## Selected text:
— Begin —

Optimize graph#

Change topology (model isomorphism)#

These optimizations update the topology of the computation graph however they do not change its mathematical properties (i.e. for the same output the model before and after optimization will provide the same result), that is what we call model isomorphism.

Fuse MatMul & added#

ONNX graph can export Dense / FC operator as two operator, MatMul and Add. This recipie replace these two operator and create a FC operator, reusing the Producers attached to the MatMul and Add operator.

../../_images/MatMulAddFuse.PNG

Tiling#

Proposed implementation#

Graph transformation:

        flowchart LR
    B(Before) -.-> Conv(Conv) -.-> After(After)
    

Before#

        flowchart LR
    B(Before) -.- IN(( )) ----> Stripe_1(Stripe_1) & Stripe_2(Stripe_2) & Stripe_3(Stripe_3) & Stripe_4(Stripe_4) & Stripe_5(Stripe_5)
    style IN fill:#000
    Stripe_1(Stripe_1) ----> ConvStripe_1(ConvStripe_1)
    Stripe_2(Stripe_2) ----> ConvStripe_2(ConvStripe_2)
    Stripe_3(Stripe_3) ----> ConvStripe_3(ConvStripe_3)
    Stripe_4(Stripe_4) ----> ConvStripe_4(ConvStripe_4)
    Stripe_5(Stripe_5) ----> ConvStripe_5(ConvStripe_5)
    ConvStripe_1(ConvStripe_1) & ConvStripe_2(ConvStripe_2) & ConvStripe_3(ConvStripe_3) & ConvStripe_4(ConvStripe_4) & ConvStripe_5(ConvStripe_5) ----> Unstripe(Unstripe)  -.-> After(After)
    

After#

Scheduling:

        sequenceDiagram
    autonumber

    Stripe->>ConvStripe: inputsReq = convLoadBufferIn()<br/>memTransferWait(inputsReq)<br/>inputsReq = convLoadBufferIn()
    ConvStripe->>Unstripe: outputsReq = bufferToMemTransfer2D()
    Stripe->>ConvStripe: memTransferWait(inputsReq)<br/>inputsReq = convLoadBufferIn()
    ConvStripe->>Unstripe: memTransferWait(outputsReq)<br/>outputsReq = bufferToMemTransfer2D()
    Stripe->>ConvStripe: memTransferWait(inputsReq)<br/>inputsReq = convLoadBufferIn()
    ConvStripe->>Unstripe: memTransferWait(outputsReq)<br/>outputsReq = bufferToMemTransfer2D()
    Stripe->>ConvStripe: memTransferWait(inputsReq)<br/>inputsReq = convLoadBufferIn()

— End —

## Task details:
Condense the paragraph of the graph optimization page that begins "ONNX graph can export" into a short list that keeps its main facts.

Part of a data file:
— Begin —

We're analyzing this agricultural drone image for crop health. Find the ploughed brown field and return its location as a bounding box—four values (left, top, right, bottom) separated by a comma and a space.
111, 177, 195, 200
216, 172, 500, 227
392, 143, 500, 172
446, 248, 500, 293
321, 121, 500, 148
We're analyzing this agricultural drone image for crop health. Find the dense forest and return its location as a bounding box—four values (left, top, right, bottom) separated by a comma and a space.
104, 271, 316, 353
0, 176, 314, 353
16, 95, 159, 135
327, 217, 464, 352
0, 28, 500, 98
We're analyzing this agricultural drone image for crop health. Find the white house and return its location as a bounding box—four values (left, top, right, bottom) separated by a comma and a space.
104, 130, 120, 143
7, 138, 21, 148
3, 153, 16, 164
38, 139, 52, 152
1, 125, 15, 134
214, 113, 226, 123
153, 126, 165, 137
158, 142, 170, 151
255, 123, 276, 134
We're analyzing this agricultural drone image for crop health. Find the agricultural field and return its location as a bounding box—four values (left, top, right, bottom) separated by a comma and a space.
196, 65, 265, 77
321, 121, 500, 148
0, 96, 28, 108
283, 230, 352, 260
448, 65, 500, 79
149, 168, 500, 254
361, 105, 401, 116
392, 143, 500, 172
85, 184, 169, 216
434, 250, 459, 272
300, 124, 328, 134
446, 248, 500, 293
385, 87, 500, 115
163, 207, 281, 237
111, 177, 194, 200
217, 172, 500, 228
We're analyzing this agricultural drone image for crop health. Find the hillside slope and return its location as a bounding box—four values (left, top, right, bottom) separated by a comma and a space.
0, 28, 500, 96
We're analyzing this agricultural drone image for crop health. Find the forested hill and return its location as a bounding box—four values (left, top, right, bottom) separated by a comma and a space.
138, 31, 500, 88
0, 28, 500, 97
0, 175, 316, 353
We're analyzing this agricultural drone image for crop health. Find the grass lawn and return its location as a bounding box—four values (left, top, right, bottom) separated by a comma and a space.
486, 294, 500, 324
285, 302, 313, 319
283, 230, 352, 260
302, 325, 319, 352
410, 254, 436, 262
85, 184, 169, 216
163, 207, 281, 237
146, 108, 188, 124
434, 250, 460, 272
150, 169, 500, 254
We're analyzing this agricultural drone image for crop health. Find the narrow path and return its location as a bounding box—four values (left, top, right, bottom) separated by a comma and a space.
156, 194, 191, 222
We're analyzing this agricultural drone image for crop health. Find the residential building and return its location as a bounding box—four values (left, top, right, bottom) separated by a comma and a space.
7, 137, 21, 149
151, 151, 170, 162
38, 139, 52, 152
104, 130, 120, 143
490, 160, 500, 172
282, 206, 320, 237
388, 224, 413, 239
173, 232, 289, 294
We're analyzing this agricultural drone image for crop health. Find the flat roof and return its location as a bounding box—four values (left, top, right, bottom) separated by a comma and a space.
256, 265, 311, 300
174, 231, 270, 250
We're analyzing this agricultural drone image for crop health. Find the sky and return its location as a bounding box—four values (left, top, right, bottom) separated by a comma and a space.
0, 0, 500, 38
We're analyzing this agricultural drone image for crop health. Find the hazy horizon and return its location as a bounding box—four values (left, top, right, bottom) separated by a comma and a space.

— End —

## Answer in full:
- ONNX can export a Dense / FC operator as two operators, MatMul and Add.
- The recipe replaces those two operators with a single FC operator.
- The new FC operator reuses the Producers attached to the MatMul and Add operators.